ARTICLE:
────────────────────────────────────────
[PATCH, ARM] Misaligned access support for ARM Neon

Mon Nov 30 15:43:00 GMT 2009

On Mon, 30 Nov 2009, Paul Brook wrote:

> Are you saying you think the vectorizer should be using vldr, not vld1?
> Or that you don't like this particular way of distinguishing between array 
> loads and vector copies?
> Or that we also need to fix whichever bits of the autovectorizer that know 
> about vector layout and remove the BYTES_BIG_ENDIAN hack in 
> arm_vector_always_misalign?

For misaligned support to work for big-endian, I believe the vectorizer 
needs to know exactly what the effects of the misaligned loads are.  The 
support is presently disabled for big-endian (despite the always_misalign 
code) because, for example, the vectorizer expected to be able to do an 
operation one operand of which was the result of a misaligned load and the 
other operand of which was a constant, without knowing that the constant 
elements needed to be permuted in the same way they would have been by a 
misaligned load from memory.

GCC has a very strongly embedded assumption that the combination of 
machine mode and register number or memory address defines exactly how a 
value of that type is stored in registers or in memory.  GCC defines 
vector element numbering in GENERIC, GIMPLE and RTL in such a way that the 
memory ordering for a vector mode is array ordering.

The ARM backend can in turn define what ordering it likes for vector 
values in core registers and in NEON registers, as long as all moves 
between any combination of memory, core registers and NEON registers are 
consistent with the definition (remembering that the machine-independent 
compiler might sometimes try to synthesise moves out of moves of smaller 
pieces); there are various target hooks or macros to control what SUBREG 
expressions are allowed with what interpretation, if orderings are used 
that would make some SUBREGs behave in unexpected ways.  The backend uses 
the definition that vldr/vldm order is used, which also works conveniently 
for ldm/stm to/from core registers and transfers between core and NEON 
registers.

Given that backend definition, when the vectorizer uses vld1/vst1 for big 
endian the vectorizer needs to understand that the resulting value in the 
register is not the same value, interpreted in the normal way for mode 
V4HI (say), as the value in the array in memory, but a permutation of that 
value.  If it knows what the permutation is, then it can also know when it 
is correct to carry out a vector operation between that value and another 
value: the other value must be permuted in the same way.  Likewise, if 
using vst1 the value being stored must be permuted appropriately.  This 
should not in general result in explicit permutations at runtime; it 
should generally involve consistently using vld1/vst1 for all operands, 
and permuting constants appropriately.

Misaligned support for little-endian is of course much simpler to make 
work, and still useful; I think most NEON hardware is little-endian.

-- 
Joseph S. Myers
joseph@codesourcery.com
────────────────────────────────────────
WRITTEN EXERCISE: Retype the passage of the message on misaligned NEON access that starts at "Mon Nov 30 15:43:00" and ends at "and vector copies?".

DATA EXTRACT:
────────────────────────────────────────
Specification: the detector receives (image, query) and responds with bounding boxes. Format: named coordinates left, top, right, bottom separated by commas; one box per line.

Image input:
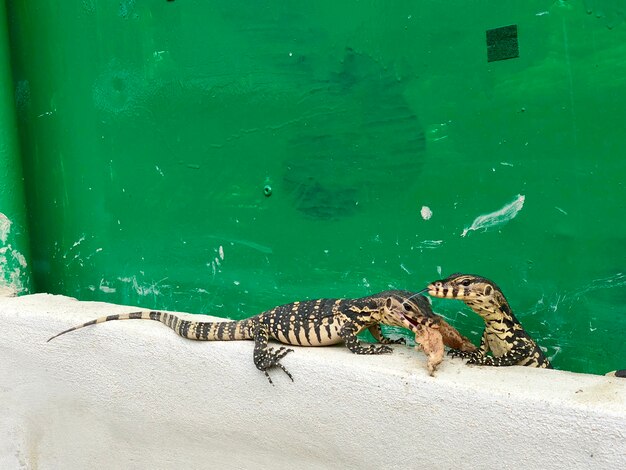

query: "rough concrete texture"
left=0, top=294, right=626, bottom=469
────────────────────────────────────────
TASK ANSWER:
Mon Nov 30 15:43:00 GMT 2009

On Mon, 30 Nov 2009, Paul Brook wrote:

> Are you saying you think the vectorizer should be using vldr, not vld1?
> Or that you don't like this particular way of distinguishing between array 
> loads and vector copies?